TASK
Reproduce the listing below word for word, but leave out the pictures.

Coordinate annotation records:
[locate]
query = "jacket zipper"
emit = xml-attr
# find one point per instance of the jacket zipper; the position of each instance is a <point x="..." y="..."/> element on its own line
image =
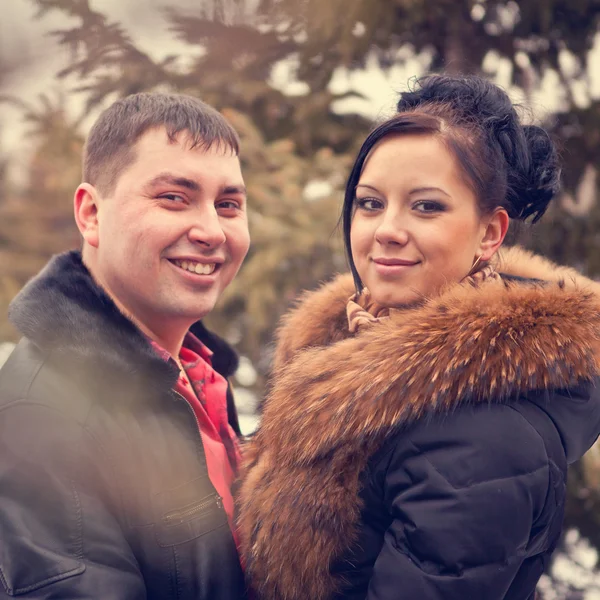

CORRECT RESULT
[locate]
query = "jacket zipper"
emit = xml-attr
# find one point per instance of the jacket zipper; the position of each instance is a <point x="..." y="..."/> element on its own line
image =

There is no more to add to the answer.